Texto de origem ::
- - -
Trafaria (Portugal), Vista geral e rio Tejo, ed. Martins/Martins & Silva, 28, década de 1900. Imagem: |
Esta localidade tinha, em 1940, 1716 habitantes, repartidos em 679 lareiras e cerca de 700 famílias, das quais hoje [1946] apenas 40 vivem bem.
Há na Trafaria 330 famílias indigentes, o que quer dizer que cerca de 50% da população se encontra nesta má situação económica.
A localidade foi, na sua origem, uma aldeia de pescadores.
Aproximadamente no ano 1914, vieram instalar-se nela 3 fábricas de conservas de peixe.
Nesta altura, o peixe abundava na costa da Trafaria, de tal modo que as fábricas empregaram, além dos homens locais, operários que ali chegaram de fora.
- - -
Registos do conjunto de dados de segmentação

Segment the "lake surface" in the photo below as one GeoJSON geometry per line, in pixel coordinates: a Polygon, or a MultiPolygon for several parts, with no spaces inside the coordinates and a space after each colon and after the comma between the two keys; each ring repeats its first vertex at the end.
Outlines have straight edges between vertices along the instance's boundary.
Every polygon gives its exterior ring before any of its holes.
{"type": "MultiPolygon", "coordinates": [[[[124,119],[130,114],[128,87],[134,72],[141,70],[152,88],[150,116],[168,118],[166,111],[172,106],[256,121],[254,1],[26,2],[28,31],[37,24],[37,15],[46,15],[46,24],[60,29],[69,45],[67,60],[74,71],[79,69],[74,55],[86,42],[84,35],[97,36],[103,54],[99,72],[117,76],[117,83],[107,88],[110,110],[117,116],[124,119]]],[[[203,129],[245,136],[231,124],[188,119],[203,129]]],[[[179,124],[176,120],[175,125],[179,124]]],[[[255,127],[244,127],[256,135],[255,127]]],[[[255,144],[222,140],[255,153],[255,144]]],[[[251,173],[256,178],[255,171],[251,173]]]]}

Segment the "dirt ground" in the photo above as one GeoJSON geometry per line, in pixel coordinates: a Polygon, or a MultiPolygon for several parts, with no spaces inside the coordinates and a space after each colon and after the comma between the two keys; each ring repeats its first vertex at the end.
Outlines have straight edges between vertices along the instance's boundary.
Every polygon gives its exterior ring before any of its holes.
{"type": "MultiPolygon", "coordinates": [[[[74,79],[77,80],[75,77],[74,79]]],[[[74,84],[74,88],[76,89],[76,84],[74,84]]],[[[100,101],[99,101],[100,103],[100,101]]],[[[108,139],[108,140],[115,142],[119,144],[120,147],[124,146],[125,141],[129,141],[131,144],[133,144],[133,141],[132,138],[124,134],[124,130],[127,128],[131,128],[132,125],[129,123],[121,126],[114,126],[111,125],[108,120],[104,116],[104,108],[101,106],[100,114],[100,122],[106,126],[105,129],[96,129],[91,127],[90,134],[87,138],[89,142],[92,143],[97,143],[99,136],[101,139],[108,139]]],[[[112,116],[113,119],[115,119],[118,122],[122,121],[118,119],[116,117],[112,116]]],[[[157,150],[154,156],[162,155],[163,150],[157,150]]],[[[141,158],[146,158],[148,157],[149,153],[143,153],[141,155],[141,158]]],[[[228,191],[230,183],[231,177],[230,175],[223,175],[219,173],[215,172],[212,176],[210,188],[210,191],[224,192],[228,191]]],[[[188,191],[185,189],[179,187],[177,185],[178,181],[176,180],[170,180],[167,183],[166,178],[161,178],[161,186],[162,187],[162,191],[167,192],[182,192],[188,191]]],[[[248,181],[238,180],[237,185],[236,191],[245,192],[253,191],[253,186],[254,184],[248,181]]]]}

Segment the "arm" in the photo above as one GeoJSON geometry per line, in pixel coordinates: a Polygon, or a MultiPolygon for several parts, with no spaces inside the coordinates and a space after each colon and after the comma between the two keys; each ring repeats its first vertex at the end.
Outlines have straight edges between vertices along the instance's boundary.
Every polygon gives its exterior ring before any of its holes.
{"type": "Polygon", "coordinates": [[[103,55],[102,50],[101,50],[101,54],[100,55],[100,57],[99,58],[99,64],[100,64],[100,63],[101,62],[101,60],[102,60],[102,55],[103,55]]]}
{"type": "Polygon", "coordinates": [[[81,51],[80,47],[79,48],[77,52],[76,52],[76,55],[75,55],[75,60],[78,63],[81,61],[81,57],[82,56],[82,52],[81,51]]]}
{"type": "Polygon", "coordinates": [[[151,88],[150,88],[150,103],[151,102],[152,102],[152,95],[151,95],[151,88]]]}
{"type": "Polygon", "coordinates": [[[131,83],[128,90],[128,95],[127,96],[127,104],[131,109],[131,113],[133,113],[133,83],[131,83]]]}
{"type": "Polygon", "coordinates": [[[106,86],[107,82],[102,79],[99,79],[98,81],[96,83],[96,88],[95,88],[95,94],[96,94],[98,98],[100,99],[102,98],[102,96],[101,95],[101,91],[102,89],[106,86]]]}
- - -
Detalhes do exercício ::
Transcreva o trecho do texto sobre a Trafaria que começa nas palavras que contêm "Trafaria (Portugal), Vista" e termina depois de "má situação económica.".

Resposta ao exercício ::
Trafaria (Portugal), Vista geral e rio Tejo, ed. Martins/Martins & Silva, 28, década de 1900. Imagem: |
Esta localidade tinha, em 1940, 1716 habitantes, repartidos em 679 lareiras e cerca de 700 famílias, das quais hoje [1946] apenas 40 vivem bem.
Há na Trafaria 330 famílias indigentes, o que quer dizer que cerca de 50% da população se encontra nesta má situação económica.